___ TEXTO PROPORCIONADO

En estos días de calima, aire acondicionado y bañador, no dejo de acordarme de lo que se ha llevado, de momento la pandemia: las fiestas de los pueblos. Con la Virgen de Agosto acercándose en el calendario, recuerdo los grandes fastos que se organizan en nuestros pequeños municipios en su honor o de San Roque, o de San Bartolomé, santos estos por los que el vulgo profesa gran devoción a tenor de la jarana que se forma para honrarles. No me gustan las aglomeraciones, ni el consumo excesivo de alcohol, ni que por unos días todo valga, pero es cierto que echo de menos esa exaltación de la amistad y la fraternidad de esos días tan importantes también para las economías locales.

Las peñas de los municipios son el alma de las celebraciones populares. De hecho, en esos pueblos pequeños se identifica a muchos vecinos que están en la diáspora por la peña a la que pertenecen. ¿Zutanito? ¡Ah sí, el de los Chinchis o el de La Lata, el de Los Chapuzas…! Cuando interviene el toro, nuestro animal totémico, siento el ‘corazón partío’ ante mi gusto por la lidia pero mi repulsa por el dolor gratuito a un ser tan hermoso. Además, creo que no deben mezclarse ingredientes tan explosivos como el alcohol y los morlacos. El resultado puede hacernos pasar de la risa a la tragedia en segundos. 

Tampoco soy muy de verbenas. Eso de ponerse todos a bailar pasodobles o canciones del verano hasta altas horas de la noche, en la plaza, está bien… las dos primeras horas. Pero sí, echaré de menos este verano el ‘jaleillo’ nocturno, las risas, la alegría de vivir que nos ha arrebatado este virus. Habrá soluciones, parches, sucedáneos y remiendos en un intento de que haya algo donde no lo hay. No será lo mismo. Las fiestas populares de nuestros pueblos son un tesoro que espero vivan este año el último de sus paréntesis. Refrán: El día de fiesta, dinero cuesta.

______
___ EXTRACTO DE DATOS

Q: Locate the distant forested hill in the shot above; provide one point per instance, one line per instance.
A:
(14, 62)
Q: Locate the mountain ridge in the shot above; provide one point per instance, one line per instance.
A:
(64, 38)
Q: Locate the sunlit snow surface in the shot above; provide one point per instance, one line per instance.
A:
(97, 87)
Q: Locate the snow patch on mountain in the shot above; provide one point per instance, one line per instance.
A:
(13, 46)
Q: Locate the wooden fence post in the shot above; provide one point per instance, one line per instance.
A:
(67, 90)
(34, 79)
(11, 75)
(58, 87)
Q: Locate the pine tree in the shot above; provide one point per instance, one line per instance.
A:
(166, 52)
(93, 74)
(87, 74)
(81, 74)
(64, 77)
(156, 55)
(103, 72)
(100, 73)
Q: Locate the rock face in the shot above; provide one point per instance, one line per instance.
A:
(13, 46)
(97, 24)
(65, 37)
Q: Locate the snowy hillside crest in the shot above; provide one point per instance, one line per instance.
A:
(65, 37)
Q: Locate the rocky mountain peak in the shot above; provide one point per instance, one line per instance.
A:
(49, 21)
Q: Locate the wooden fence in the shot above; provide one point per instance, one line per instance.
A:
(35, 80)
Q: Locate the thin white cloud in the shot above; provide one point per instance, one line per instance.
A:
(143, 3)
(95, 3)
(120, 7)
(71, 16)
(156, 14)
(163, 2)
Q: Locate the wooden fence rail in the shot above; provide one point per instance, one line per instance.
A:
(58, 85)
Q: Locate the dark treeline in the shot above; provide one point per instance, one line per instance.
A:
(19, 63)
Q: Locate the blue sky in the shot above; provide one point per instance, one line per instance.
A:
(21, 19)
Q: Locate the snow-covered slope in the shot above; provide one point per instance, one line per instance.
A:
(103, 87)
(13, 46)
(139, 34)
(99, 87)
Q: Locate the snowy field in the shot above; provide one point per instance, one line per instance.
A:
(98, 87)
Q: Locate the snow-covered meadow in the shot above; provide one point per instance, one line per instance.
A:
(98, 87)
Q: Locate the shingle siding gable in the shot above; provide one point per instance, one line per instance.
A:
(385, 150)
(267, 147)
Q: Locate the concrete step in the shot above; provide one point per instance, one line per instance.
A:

______

▸ **LA TAREA**
Indica si cada afirmación concuerda con el texto sobre las fiestas de los pueblos y responde sí o no, citando literalmente las palabras del texto que lo deciden. (a) A quien escribe le gustan las aglomeraciones. (b) En los pueblos pequeños se identifica a muchos vecinos por la peña a la que pertenecen. (c) Quien escribe opina que el alcohol y los toros pueden mezclarse sin problema.

▸ **TAREA RESUELTA**
(a) No: «No me gustan las aglomeraciones».
(b) Sí: «en esos pueblos pequeños se identifica a muchos vecinos que están en la diáspora por la peña a la que pertenecen».
(c) No: «creo que no deben mezclarse ingredientes tan explosivos como el alcohol y los morlacos».